**Set problem**
All of the data needs to be repeated exactly.
* begin *
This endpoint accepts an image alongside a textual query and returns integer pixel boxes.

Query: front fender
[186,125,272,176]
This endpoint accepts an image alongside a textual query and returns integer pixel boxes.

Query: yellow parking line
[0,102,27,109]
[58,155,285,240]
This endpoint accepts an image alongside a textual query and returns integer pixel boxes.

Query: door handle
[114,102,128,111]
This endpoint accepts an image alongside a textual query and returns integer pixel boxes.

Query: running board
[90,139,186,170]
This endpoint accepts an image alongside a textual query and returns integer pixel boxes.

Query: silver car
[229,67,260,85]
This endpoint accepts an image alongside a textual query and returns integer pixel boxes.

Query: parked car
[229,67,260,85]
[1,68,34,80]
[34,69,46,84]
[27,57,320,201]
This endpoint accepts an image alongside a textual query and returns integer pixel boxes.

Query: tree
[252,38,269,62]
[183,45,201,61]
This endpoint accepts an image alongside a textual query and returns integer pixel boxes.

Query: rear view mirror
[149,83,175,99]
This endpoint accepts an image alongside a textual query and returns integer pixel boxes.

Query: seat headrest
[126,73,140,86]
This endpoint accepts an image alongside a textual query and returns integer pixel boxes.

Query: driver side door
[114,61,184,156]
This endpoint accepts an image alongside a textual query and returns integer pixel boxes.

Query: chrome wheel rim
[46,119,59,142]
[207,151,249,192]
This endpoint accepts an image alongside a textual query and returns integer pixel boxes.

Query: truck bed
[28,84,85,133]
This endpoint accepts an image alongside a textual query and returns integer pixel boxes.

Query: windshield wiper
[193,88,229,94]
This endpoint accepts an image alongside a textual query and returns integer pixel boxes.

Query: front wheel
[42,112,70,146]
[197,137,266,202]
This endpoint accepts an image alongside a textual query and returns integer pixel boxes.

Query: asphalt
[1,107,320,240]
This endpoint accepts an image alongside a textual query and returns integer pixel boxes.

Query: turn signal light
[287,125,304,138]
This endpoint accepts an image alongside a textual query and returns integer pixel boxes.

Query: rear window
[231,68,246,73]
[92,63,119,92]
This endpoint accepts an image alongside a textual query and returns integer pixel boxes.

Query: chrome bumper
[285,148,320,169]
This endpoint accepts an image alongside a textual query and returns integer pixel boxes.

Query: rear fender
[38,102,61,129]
* end *
**Solution to this problem**
This endpoint accepts an image alongside a textual query and returns integer pixel boxes.

Query: front fender
[186,125,272,176]
This endpoint accepts an image alongside a textual query and returns integer pixel boxes.

Query: yellow parking line
[0,102,27,109]
[58,155,285,240]
This endpoint accepts an image alongside a textual query and returns integer pixel boxes.

Query: door handle
[114,102,128,111]
This endpoint accepts an image alongside a textual query and returns integer pixel boxes.

Query: running board
[90,139,186,170]
This endpoint accepts an image alongside a textual query and returns integer pixel boxes.

Query: silver car
[229,67,260,85]
This endpoint accepts an image alongside a textual query and returns integer pixel boxes.

Query: parked car
[229,67,260,85]
[1,68,34,80]
[34,69,46,84]
[27,57,320,201]
This endpoint accepts an image alongside a textual query and returns integer pixel boxes.

Query: tree
[252,38,269,62]
[183,45,201,61]
This endpoint accepts an image alongside a textual query and returns integer pixel boxes.

Query: rear view mirror
[149,83,175,99]
This endpoint accepts an image alongside a textual query and returns integer pixel boxes.

Query: seat headrest
[126,73,140,86]
This endpoint accepts an image alongside a textual query and returns integer pixel boxes.

Query: driver side door
[114,61,184,156]
This endpoint accepts an image alongside a textual query and returns integer pixel boxes.

Query: chrome wheel rim
[46,119,59,142]
[207,151,249,192]
This endpoint accepts an image alongside a textual query and returns integer pixel boxes.

Query: truck bed
[28,84,85,133]
This endpoint accepts an image alongside a textual query and returns integer pixel boxes.

Query: windshield wiper
[193,88,229,94]
This endpoint accepts an image alongside a textual query and returns integer pixel boxes.

Query: front wheel
[42,112,70,146]
[197,137,266,202]
This endpoint accepts an image alongside a textual query and returns integer pixel boxes.

Query: asphalt
[1,107,320,240]
This endpoint accepts an image alongside a textual query and returns integer pixel boxes.

Query: turn signal light
[287,125,304,138]
This endpoint accepts an image alongside a textual query and returns integer pixel boxes.

Query: rear window
[231,68,246,73]
[92,63,119,92]
This endpoint accepts an image alongside a textual query and returns integer pixel boxes.

Query: chrome bumper
[285,148,320,169]
This endpoint accepts an image alongside a textual query and returns integer pixel boxes.

Query: rear fender
[38,102,61,129]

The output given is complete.